Quoted text:
↓
Michael Data

Given some observation features, want to make predictions on another variable. When the target variable is discrete, this is a form of classification. When the target variable is continuous, it is a regression problem.

$D = \{(\underline{x_i},\underline{y_i})\}$
$\underline{x} = \begin{pmatrix} x_1 \\ \vdots \\ x_d \end{pmatrix} $

Want to predict the $y$s based on some $x$s. Learn a model $f(\underline{x} ; \underline{\theta})$, $\underline{\theta} = \begin{pmatrix} \theta_1 \\ \vdots \\ \theta_d \end{pmatrix} $

Linear models with squared error are historically well-used.

Includes Linear Regression and Logistic Regression.

Linear Models

Generally, linear models which have linear complexity in the number of parameters as data increases, can be non-linear in the $x$s.

e.g. $ f(x;\theta) = \theta_1 x_1 + \theta_2 x_2 + \theta_3 x_1 x_2 $ is non-linear in $x$, but equals $\underline{\theta}^T \underline{x}'$

Non-Linear Models

If $f(x;\theta)$ is non-linear in $\theta$, you get a set of non-linear equations to solve. Gradient techniques are often used here to find the $\theta$ that minimizes mean-squared error.
↑
Collected material:
↓
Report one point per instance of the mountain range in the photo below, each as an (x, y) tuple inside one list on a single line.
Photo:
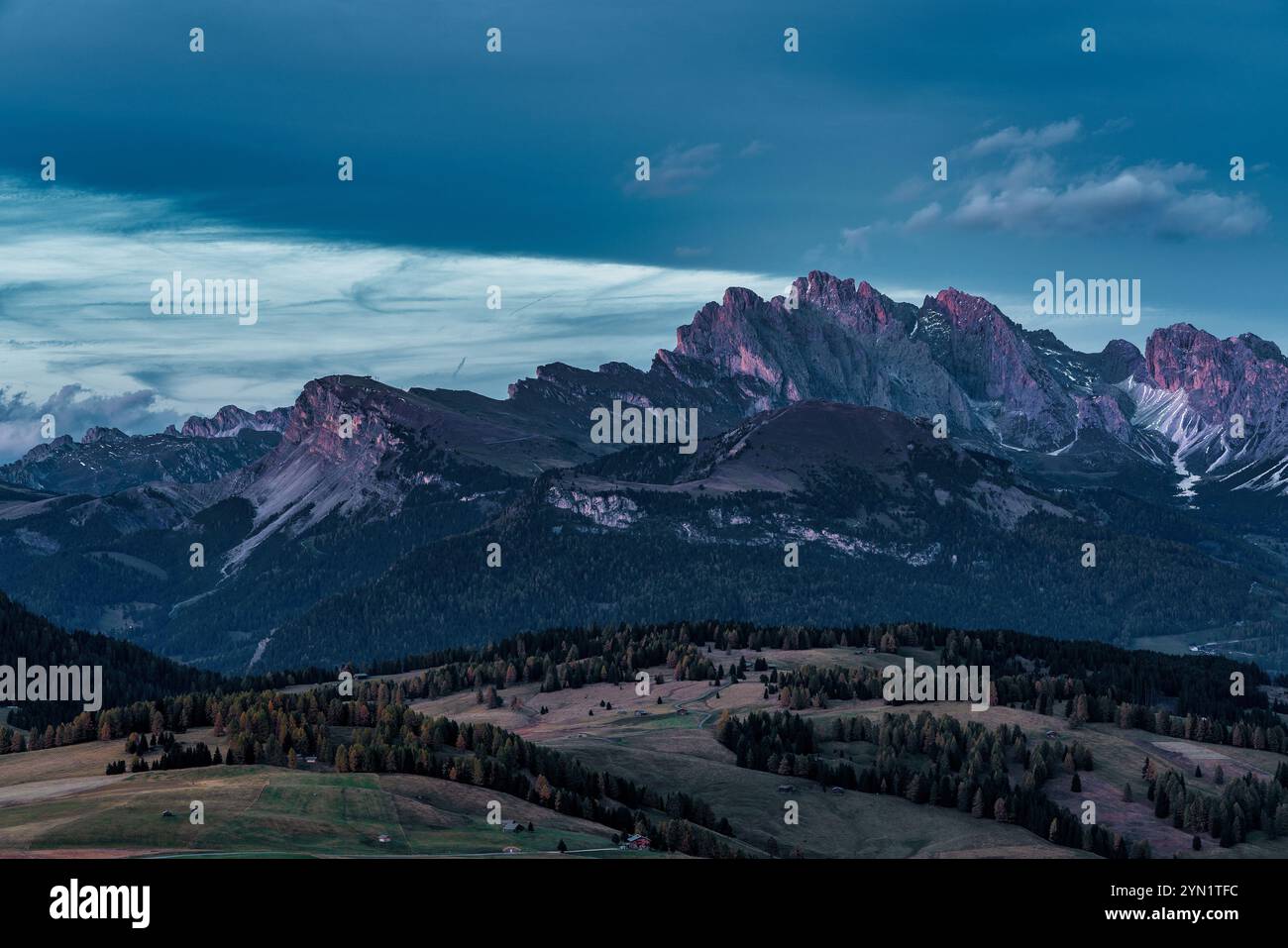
↑
Your objective: Reproduce the passage of the regression notes that begins at the words "Want to predict" and stops after "are historically well-used.". The listing is separate material and has no connection to the regression notes.

Written solution:
Want to predict the $y$s based on some $x$s. Learn a model $f(\underline{x} ; \underline{\theta})$, $\underline{\theta} = \begin{pmatrix} \theta_1 \\ \vdots \\ \theta_d \end{pmatrix} $

Linear models with squared error are historically well-used.